Prompt: Please print every line from the one containing "detect the dirt" through the last line of the records below, exactly as written and nothing more.

*** Given information Section Begins ***

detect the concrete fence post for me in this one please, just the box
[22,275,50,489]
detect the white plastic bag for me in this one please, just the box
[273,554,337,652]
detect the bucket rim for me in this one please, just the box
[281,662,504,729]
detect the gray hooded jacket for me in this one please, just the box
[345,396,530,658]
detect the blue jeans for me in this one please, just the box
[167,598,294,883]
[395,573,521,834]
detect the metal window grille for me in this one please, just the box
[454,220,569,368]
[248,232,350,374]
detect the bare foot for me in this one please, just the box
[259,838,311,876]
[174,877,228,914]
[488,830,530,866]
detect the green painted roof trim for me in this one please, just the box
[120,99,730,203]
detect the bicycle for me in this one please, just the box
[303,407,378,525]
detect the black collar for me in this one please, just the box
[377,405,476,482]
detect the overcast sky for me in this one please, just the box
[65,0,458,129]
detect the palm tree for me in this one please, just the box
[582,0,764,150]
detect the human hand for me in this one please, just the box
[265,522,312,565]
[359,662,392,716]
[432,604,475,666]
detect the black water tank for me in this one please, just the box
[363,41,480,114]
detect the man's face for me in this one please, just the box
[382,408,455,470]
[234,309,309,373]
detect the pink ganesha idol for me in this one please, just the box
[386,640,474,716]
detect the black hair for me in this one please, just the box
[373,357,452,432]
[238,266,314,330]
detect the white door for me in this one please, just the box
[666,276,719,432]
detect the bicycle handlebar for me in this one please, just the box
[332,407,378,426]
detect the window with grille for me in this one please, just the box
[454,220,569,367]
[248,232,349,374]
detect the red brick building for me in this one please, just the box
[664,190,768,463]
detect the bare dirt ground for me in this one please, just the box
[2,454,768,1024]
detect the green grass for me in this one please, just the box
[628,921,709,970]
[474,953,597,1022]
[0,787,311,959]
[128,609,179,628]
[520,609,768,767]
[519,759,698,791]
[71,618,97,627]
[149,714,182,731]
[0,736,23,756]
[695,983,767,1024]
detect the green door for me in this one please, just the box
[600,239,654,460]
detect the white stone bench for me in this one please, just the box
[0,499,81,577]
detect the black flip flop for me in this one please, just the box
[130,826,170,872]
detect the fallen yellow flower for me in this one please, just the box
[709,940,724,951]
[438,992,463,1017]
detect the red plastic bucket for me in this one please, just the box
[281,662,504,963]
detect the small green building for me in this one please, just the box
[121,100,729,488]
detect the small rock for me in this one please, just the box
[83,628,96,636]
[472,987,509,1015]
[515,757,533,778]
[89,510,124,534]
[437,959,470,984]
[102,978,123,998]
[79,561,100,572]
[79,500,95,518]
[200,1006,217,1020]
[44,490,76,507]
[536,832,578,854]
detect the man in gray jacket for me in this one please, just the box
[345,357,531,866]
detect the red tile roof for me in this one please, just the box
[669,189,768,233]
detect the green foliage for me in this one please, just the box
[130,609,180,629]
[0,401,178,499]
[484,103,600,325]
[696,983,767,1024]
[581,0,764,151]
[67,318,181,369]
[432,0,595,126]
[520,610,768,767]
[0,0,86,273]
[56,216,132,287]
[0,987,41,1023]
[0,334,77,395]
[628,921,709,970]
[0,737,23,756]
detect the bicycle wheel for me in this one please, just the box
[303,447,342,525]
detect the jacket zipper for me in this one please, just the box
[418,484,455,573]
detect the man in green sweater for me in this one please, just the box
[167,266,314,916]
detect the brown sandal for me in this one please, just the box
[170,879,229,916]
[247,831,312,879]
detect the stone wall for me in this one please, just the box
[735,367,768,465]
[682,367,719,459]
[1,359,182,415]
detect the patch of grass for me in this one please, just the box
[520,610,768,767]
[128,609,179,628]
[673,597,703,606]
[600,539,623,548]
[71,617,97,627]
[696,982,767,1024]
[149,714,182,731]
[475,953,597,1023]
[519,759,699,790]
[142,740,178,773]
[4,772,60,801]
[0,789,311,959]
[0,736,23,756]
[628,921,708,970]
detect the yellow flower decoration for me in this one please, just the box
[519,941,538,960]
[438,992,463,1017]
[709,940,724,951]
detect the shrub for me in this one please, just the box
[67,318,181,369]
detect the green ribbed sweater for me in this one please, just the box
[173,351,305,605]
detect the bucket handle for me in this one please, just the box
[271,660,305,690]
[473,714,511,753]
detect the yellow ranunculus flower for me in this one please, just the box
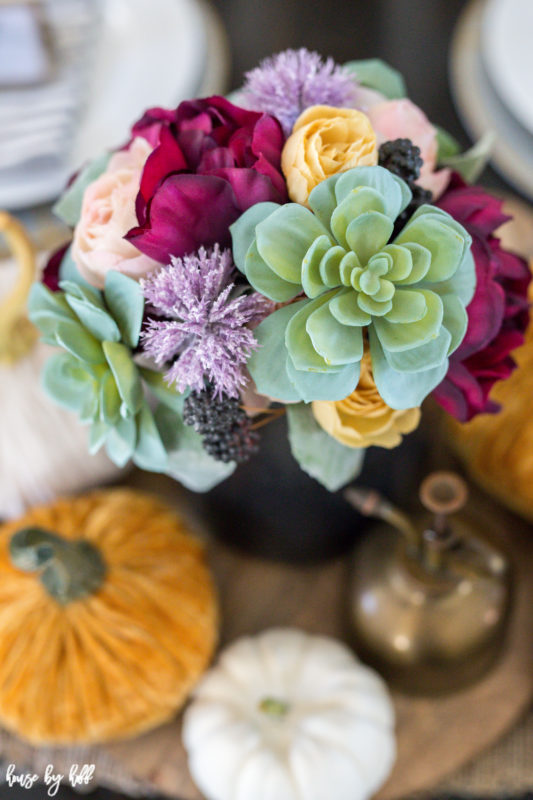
[312,352,420,449]
[281,105,378,204]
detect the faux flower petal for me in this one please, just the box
[127,174,241,262]
[369,327,449,408]
[306,301,364,365]
[344,212,393,265]
[256,203,330,282]
[286,357,360,402]
[231,201,280,273]
[374,290,443,352]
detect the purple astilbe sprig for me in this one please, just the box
[242,48,359,136]
[140,245,273,399]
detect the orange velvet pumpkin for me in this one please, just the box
[0,489,218,745]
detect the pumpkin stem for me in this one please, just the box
[258,697,290,718]
[9,528,107,605]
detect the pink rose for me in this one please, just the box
[72,137,160,289]
[367,99,450,199]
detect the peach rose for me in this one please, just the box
[281,105,378,204]
[72,137,160,289]
[367,99,450,199]
[312,352,420,449]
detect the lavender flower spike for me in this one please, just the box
[141,246,272,399]
[243,48,359,136]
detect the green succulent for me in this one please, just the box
[28,269,179,472]
[231,166,475,408]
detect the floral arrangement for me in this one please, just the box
[29,51,531,492]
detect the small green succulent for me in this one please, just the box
[231,166,475,407]
[28,263,236,490]
[28,269,180,472]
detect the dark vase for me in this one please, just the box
[191,414,431,564]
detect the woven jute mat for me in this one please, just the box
[0,708,532,798]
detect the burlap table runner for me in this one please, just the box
[0,706,532,798]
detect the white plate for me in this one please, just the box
[482,0,533,137]
[1,0,229,210]
[450,0,533,201]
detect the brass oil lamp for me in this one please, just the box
[346,472,512,695]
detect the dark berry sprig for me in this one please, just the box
[378,138,423,185]
[379,138,433,234]
[183,385,259,464]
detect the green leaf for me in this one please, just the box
[302,235,333,298]
[256,203,329,282]
[65,296,121,343]
[230,201,280,273]
[60,279,105,309]
[369,327,447,409]
[99,369,122,424]
[28,283,76,337]
[104,271,145,348]
[344,211,394,264]
[306,301,364,365]
[396,207,470,283]
[155,405,235,491]
[435,125,461,161]
[244,241,299,302]
[105,415,137,467]
[139,368,185,412]
[42,353,95,412]
[383,327,452,372]
[343,58,407,99]
[440,131,495,182]
[53,151,111,226]
[286,358,360,402]
[333,167,411,223]
[286,403,365,491]
[374,290,443,353]
[328,186,387,248]
[102,341,143,414]
[58,247,94,289]
[133,402,168,472]
[247,304,303,403]
[56,319,106,364]
[285,296,335,371]
[89,421,110,454]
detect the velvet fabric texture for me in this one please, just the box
[0,490,218,744]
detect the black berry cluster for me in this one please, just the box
[378,138,423,184]
[378,138,433,235]
[183,386,260,464]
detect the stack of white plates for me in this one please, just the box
[450,0,533,200]
[0,0,229,210]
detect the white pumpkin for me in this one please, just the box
[182,628,396,800]
[0,213,121,518]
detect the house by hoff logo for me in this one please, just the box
[5,763,95,796]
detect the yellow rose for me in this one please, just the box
[281,105,378,204]
[312,352,420,449]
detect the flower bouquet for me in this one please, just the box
[29,50,531,493]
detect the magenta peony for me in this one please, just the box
[432,174,531,422]
[126,96,287,263]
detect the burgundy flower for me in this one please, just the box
[42,242,70,292]
[126,96,287,263]
[432,174,531,421]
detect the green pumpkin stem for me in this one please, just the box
[258,697,290,718]
[9,528,107,605]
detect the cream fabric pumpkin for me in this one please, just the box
[0,214,121,519]
[183,628,396,800]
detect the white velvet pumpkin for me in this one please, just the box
[182,628,396,800]
[0,214,121,519]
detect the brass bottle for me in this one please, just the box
[346,472,512,695]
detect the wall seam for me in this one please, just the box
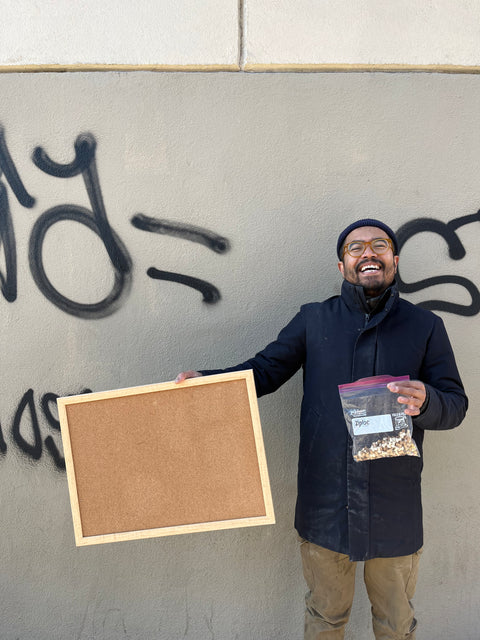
[243,63,480,74]
[239,0,246,70]
[2,63,480,74]
[0,64,240,73]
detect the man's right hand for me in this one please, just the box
[175,371,203,383]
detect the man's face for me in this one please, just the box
[337,226,399,296]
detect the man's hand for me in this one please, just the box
[175,370,203,384]
[387,380,427,416]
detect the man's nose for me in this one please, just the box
[362,243,376,257]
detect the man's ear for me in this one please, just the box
[338,261,345,276]
[394,255,399,273]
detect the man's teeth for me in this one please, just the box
[360,265,381,272]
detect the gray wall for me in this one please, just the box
[0,71,478,639]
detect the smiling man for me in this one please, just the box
[176,218,467,640]
[337,224,399,297]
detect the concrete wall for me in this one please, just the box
[2,0,480,69]
[1,2,480,639]
[0,70,478,639]
[244,0,480,68]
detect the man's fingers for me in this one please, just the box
[175,370,202,383]
[387,380,426,415]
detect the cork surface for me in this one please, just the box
[63,376,267,538]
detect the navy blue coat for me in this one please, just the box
[202,280,468,560]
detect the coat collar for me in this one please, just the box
[340,278,399,318]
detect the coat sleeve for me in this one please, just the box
[413,315,468,431]
[199,308,307,397]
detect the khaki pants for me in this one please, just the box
[300,539,422,640]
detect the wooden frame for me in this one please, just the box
[57,370,275,546]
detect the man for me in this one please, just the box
[176,219,467,639]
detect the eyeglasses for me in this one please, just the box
[342,237,394,258]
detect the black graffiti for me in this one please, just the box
[41,392,67,470]
[30,133,133,319]
[396,211,480,316]
[12,389,42,460]
[147,268,221,304]
[0,126,36,303]
[0,183,18,302]
[5,388,91,470]
[0,126,35,208]
[132,213,230,303]
[0,127,230,318]
[0,423,6,454]
[131,214,230,253]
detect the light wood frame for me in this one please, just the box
[58,370,275,546]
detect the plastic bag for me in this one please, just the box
[338,375,420,462]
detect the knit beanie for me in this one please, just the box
[336,218,399,259]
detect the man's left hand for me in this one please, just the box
[387,380,427,416]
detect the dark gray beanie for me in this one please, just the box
[336,218,398,259]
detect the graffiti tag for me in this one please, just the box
[396,211,480,316]
[1,388,91,471]
[0,127,230,319]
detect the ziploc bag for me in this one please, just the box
[338,375,420,462]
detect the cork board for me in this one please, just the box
[57,370,275,546]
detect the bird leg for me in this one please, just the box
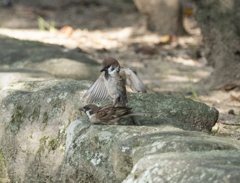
[103,121,118,125]
[131,116,141,126]
[100,96,120,111]
[112,96,120,107]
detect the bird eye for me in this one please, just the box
[111,67,114,71]
[89,109,94,115]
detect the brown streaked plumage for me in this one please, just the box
[81,104,100,113]
[80,104,144,125]
[83,57,147,107]
[101,57,119,68]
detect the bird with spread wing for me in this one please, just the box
[83,57,147,107]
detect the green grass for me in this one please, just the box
[180,72,198,101]
[37,16,55,31]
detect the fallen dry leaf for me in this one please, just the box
[160,35,171,43]
[228,109,236,115]
[155,35,178,46]
[183,8,193,16]
[60,26,74,36]
[224,84,238,91]
[230,94,240,103]
[216,80,240,91]
[217,121,240,126]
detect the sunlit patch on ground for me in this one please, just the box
[0,26,209,95]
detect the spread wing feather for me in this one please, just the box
[83,74,109,103]
[124,68,147,93]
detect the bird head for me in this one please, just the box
[100,57,120,73]
[80,104,100,118]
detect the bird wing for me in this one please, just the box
[83,73,109,103]
[97,107,132,122]
[124,68,147,93]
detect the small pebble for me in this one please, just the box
[228,109,235,115]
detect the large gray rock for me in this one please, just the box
[0,79,92,183]
[0,35,98,66]
[0,68,54,90]
[0,35,100,82]
[59,120,240,183]
[123,150,240,183]
[0,79,220,182]
[24,58,100,81]
[0,150,10,183]
[96,93,219,132]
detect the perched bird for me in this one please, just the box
[80,104,149,125]
[83,57,147,107]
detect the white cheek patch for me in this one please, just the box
[108,65,119,75]
[86,111,92,119]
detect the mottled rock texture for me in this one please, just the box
[59,122,240,183]
[127,93,218,132]
[0,79,91,182]
[0,79,222,183]
[0,150,10,183]
[123,150,240,183]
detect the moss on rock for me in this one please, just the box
[0,150,10,183]
[0,79,92,182]
[8,105,26,135]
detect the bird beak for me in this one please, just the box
[100,67,105,72]
[79,107,84,112]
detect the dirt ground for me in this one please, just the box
[0,1,240,139]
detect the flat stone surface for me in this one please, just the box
[123,150,240,183]
[24,58,100,81]
[0,35,100,84]
[0,68,54,90]
[95,92,219,132]
[59,121,240,183]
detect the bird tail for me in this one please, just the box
[124,112,159,126]
[123,112,156,118]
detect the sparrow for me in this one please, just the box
[80,104,148,125]
[83,57,147,107]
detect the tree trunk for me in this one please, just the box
[195,0,240,89]
[133,0,186,35]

*** Given information Section Ends ***

Your response:
detect the dirt ground for me in this one please, just the box
[0,1,240,139]
detect the flat stone surface for me in this one please, just the box
[123,150,240,183]
[24,58,100,81]
[0,35,100,84]
[0,68,54,90]
[95,92,219,132]
[59,121,240,183]
detect the bird tail for me in this one please, just the box
[124,112,159,126]
[123,112,156,118]
detect the sparrow for me in this one please, just the box
[80,104,148,125]
[83,57,147,107]
detect the tree trunk for me in this one please, just the box
[195,0,240,89]
[133,0,186,35]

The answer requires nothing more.